-------- Data under study
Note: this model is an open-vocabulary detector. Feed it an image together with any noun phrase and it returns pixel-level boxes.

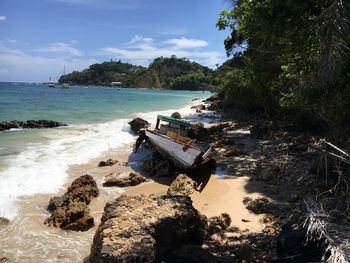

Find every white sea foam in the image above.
[0,118,135,219]
[0,101,205,219]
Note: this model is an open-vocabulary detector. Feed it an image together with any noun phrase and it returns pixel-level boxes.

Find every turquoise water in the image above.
[0,82,208,123]
[0,82,210,218]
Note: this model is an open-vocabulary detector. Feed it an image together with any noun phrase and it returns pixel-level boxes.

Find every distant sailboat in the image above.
[48,77,55,88]
[60,65,70,89]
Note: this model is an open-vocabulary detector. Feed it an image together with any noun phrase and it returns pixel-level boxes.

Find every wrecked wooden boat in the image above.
[136,115,213,169]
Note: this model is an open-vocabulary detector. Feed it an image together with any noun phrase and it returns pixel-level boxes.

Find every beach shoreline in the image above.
[0,96,268,262]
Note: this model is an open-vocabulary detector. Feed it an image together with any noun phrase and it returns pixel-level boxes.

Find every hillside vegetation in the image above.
[216,0,350,147]
[59,56,214,91]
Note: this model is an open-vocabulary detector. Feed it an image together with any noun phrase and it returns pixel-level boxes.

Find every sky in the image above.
[0,0,232,82]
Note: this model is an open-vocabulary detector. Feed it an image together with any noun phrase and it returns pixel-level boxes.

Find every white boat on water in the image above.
[139,115,213,169]
[48,77,55,88]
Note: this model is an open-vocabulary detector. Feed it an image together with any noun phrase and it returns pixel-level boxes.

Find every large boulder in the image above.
----------------
**Task instructions**
Every line above should be repeated exactly; pictures stay out of the copy.

**Written response**
Note: this model is an open-vocabulary detector. Feed it an image together with any noun phrase and it returns pixel-level boxes.


Find every white sea foam in the image above.
[0,118,135,219]
[0,101,205,219]
Note: this model is an open-vocabulary detector. Feed it an image together with any noun phrase and it returns pixel-level boxes.

Find every turquoise water in the image above.
[0,82,208,123]
[0,82,210,218]
Note: this model is an open-vocabulary detector. Feed it an image together with any noun phrase and it returns pixel-level boxes.

Find every distant sailboat in the image above.
[48,77,55,88]
[60,65,70,89]
Note: this model is an open-vocabulary detector. Feed it an image together with any noun phrase and it returns pixel-level boxes.

Find every wrecked wooden boat in the image above.
[136,115,213,169]
Note: this model is an open-vocabulary detector. Feed it an image together with any noun phrase and it returns pixel-level boxes.

Find every beach shoreline in the image above.
[0,96,268,262]
Note: this model is an open-vocabulary detector. Feed it an image together with any noun phrase and it returns pixel-level boxes.

Find every hillside vegetation in the image above.
[216,0,350,147]
[59,56,214,91]
Note: this model is an open-vocabulary detector. Feed it an image together with any noun phrase and it returns pixel-level boxes.

Find every sky in the image above.
[0,0,232,82]
Note: this model is an open-vocabulary detector. Feed it an image together with any noun phrase and it returns pixel-level boxes.

Find every white boat on water in the image above.
[139,115,213,169]
[48,77,55,88]
Note: this model is an open-vocabulary detector. Feed it an image together with any noun phrase and it returns pixel-level boxes.

Find every large boulder in the image above.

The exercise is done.